- **Trecho fornecido**:
+ + + +
Embora haja mais a ser dito sobre os problemas com a justificação de afirmações modais, basta, para meus propósitos aqui, questionar afirmações de possibilidade que estão distantes da experiência ordinária. Em particular, o ceticismo modal sobre afirmações remotas enfraquece os argumentos de contingência de Rasmussen para um ser metafisicamente necessário. Uma maneira de ver isso é aplicar alguns dos pontos acima ao Argumento da Subtração em jogo em apoio à afirmação de que o universo (ou a totalidade das coisas contingentes) é contingente. Ora, concordo que podemos imaginar menos coisas no universo — digamos, um universo com um carro a menos na rua, ou um gato a menos, ou qualquer coisa a menos. Além disso, concordo que podemos repetir este exercício quantas vezes quisermos. No entanto, não tenho certeza de quanto peso devemos dar a tais cenários imaginados — pelo menos de uma forma que dê suporte ao argumento de Rasmussen. Pois, em nossa experiência real, quando um determinado carro ou gato deixa de existir, não é como se as parcelas de matéria que os constituem deixassem de existir com eles. Em vez disso, quando carros e gatos deixam de existir, eles simplesmente se decompõem em seus elementos, e estes continuam conosco no mundo. Assim, embora tenhamos observado coisas feitas de matéria subtraída do mundo, ainda não vimos matéria (ou matéria/energia) subtraída do mundo. Se isso estiver correto, então o que o Argumento da Subtração me convida a imaginar é contrário a toda experiência.
+ + + +
- **Material fornecido**:
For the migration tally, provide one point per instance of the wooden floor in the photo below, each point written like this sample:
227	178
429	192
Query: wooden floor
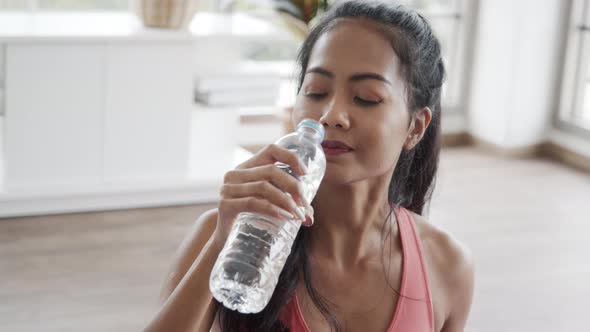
+ + + +
- **O exercício**: Segundo o trecho sobre o Argumento da Subtração, o que acontece com carros e gatos quando deixam de existir? Responda em uma frase, por favor.

- **Resposta escrita**: Eles simplesmente se decompõem em seus elementos, que continuam no mundo.